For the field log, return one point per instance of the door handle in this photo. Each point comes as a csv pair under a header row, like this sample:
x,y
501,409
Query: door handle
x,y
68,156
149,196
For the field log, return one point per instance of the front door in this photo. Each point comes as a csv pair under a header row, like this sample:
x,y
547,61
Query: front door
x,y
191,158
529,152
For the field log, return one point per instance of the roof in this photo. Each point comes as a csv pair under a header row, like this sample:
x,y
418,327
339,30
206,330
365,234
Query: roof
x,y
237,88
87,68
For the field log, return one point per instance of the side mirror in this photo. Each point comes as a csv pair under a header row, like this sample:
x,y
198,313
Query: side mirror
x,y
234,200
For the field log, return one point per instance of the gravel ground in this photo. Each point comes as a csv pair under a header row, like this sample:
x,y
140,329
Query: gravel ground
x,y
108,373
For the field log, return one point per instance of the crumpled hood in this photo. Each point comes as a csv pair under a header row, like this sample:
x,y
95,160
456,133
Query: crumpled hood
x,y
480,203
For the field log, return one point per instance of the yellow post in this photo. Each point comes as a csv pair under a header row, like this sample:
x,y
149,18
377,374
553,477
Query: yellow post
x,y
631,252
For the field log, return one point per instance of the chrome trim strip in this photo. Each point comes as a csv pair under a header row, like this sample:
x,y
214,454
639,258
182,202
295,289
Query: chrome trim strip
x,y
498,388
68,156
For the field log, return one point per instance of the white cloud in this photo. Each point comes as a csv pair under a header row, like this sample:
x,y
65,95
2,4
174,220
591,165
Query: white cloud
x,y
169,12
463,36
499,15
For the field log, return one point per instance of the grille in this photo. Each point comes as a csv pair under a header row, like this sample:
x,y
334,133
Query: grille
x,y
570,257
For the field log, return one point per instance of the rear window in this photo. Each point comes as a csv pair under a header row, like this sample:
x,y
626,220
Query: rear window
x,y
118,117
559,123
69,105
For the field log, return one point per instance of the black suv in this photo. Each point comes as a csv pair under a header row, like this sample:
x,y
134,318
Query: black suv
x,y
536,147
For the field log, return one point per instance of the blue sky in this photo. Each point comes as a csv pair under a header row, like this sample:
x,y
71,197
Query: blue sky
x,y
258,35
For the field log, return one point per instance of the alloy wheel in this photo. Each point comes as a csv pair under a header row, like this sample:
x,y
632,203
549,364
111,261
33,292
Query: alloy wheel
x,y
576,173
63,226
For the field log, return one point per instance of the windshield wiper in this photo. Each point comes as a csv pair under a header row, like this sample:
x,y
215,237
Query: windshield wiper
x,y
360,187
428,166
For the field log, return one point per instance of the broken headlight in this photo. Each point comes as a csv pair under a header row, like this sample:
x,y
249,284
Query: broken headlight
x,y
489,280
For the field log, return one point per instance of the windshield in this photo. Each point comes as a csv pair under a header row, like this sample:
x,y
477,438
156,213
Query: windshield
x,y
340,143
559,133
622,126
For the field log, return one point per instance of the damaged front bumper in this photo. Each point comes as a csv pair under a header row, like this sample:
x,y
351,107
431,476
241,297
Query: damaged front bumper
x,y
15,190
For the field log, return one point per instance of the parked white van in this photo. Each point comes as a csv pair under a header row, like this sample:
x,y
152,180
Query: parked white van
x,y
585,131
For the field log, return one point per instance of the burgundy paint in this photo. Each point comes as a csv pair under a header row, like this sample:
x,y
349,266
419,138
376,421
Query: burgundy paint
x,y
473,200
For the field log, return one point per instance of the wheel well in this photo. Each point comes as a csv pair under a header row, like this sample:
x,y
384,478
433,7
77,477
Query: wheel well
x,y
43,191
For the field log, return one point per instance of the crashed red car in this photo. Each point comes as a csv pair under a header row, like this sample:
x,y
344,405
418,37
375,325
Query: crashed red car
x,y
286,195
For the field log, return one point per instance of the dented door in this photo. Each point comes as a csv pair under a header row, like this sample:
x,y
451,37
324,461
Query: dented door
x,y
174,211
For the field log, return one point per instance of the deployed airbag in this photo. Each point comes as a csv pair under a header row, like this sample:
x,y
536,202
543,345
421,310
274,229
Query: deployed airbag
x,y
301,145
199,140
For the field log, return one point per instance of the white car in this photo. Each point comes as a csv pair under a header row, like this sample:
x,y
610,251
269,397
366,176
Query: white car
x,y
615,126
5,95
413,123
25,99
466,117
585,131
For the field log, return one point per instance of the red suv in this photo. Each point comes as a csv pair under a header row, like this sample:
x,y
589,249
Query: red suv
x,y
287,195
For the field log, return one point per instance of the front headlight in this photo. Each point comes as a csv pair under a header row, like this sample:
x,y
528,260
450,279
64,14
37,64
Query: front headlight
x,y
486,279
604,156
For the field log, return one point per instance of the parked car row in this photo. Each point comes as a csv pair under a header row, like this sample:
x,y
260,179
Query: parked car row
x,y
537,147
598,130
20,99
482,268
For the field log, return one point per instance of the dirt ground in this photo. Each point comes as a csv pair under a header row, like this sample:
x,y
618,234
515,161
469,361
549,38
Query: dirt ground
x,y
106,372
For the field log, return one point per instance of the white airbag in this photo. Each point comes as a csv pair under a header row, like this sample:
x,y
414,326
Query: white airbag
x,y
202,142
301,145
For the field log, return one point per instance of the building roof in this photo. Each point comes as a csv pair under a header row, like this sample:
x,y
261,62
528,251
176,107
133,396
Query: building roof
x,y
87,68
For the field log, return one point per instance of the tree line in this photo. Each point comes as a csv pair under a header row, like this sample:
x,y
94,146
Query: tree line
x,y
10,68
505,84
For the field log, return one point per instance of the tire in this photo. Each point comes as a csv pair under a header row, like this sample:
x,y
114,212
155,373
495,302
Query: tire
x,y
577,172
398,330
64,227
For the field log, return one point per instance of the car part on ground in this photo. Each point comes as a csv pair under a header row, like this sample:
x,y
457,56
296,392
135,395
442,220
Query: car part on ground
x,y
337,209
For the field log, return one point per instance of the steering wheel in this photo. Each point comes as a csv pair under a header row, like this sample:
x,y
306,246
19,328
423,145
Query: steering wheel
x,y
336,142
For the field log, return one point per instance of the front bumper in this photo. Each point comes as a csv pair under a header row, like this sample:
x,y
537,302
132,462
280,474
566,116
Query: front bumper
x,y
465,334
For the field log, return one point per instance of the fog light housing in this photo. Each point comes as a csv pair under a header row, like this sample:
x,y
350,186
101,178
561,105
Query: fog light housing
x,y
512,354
════════════════
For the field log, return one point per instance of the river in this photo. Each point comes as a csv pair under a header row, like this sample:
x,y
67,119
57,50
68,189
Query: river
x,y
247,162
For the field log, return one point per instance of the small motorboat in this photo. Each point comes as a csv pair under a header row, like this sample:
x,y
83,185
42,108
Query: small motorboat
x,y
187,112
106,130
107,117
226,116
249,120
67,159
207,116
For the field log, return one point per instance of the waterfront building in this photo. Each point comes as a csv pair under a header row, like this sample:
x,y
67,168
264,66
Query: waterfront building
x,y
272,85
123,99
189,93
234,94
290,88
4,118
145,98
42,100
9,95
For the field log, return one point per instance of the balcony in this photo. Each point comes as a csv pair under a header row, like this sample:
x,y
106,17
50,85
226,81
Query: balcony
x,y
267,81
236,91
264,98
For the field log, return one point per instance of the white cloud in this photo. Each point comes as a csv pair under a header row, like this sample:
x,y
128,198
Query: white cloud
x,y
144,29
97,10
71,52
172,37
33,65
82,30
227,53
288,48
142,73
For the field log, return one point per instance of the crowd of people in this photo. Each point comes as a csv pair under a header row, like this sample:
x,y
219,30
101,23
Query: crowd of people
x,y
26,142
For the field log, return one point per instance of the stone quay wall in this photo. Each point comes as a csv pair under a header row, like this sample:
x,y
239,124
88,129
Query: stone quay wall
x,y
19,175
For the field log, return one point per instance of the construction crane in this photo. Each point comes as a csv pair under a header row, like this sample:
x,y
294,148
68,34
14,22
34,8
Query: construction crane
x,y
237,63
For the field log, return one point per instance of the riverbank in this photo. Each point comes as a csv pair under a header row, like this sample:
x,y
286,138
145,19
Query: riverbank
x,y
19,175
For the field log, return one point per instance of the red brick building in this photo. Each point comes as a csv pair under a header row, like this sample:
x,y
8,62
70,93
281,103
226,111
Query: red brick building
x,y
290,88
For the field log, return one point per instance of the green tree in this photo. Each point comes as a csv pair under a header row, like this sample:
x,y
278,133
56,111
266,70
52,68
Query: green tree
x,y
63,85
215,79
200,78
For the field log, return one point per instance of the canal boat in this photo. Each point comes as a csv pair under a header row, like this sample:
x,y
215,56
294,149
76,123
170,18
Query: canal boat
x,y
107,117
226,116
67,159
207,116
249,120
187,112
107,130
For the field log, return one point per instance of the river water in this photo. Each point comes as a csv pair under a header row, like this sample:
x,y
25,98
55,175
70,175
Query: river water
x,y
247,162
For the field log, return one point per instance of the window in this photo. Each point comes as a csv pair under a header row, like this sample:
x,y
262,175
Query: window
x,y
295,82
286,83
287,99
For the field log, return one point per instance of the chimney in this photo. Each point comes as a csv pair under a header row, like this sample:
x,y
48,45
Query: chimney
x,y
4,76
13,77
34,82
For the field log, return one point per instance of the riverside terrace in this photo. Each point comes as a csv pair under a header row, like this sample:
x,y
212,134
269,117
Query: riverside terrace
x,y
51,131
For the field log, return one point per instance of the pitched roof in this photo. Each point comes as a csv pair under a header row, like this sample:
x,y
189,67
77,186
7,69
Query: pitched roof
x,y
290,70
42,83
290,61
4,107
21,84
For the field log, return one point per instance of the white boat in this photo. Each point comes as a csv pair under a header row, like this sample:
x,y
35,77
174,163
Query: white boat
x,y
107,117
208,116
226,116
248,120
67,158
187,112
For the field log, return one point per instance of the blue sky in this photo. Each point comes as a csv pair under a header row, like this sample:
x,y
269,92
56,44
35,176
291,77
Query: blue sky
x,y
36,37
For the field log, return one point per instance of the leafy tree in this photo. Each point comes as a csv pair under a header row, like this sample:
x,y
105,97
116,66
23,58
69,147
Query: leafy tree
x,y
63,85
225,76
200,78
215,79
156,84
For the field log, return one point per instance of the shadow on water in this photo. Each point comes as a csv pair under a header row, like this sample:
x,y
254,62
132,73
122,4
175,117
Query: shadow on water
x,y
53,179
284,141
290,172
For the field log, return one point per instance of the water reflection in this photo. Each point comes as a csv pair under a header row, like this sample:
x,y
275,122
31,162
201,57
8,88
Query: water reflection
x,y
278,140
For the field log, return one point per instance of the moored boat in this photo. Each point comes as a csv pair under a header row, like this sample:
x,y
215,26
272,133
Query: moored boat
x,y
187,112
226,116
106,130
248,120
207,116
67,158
════════════════
● TASK DIRECTIONS: In the data above, start at the line that has "of the door", stop after the line that has "of the crumpled", and print every line in between exactly as it stands.

● EXERCISE RESPONSE:
For the field log, return one point per instance of the door handle in this photo. Each point comes as a csv pair under a header row, like this sample:
x,y
501,409
Query: door handle
x,y
68,156
149,196
For the field log, return one point per instance of the front door in this photo. Each point comes as a csv pair under a header row, like this sample:
x,y
547,61
Query: front door
x,y
191,158
529,152
For the field log, return one point per instance of the roof in this photo. Each point comes as a csv pair under a header row, like this sample:
x,y
418,327
339,30
206,330
365,234
Query: roof
x,y
237,88
87,68
For the field log, return one point per instance of the side mirror in this photo. Each point comes as a csv pair under a header row, like this sample:
x,y
198,313
Query: side mirror
x,y
234,200
For the field log, return one point per instance of the gravel ground in this photo. Each point comes as a csv pair under a header row, like this sample:
x,y
140,329
Query: gravel ground
x,y
108,373
For the field log, return one point per instance of the crumpled hood in this photo. Each point comes as a csv pair under a header row, like this sample:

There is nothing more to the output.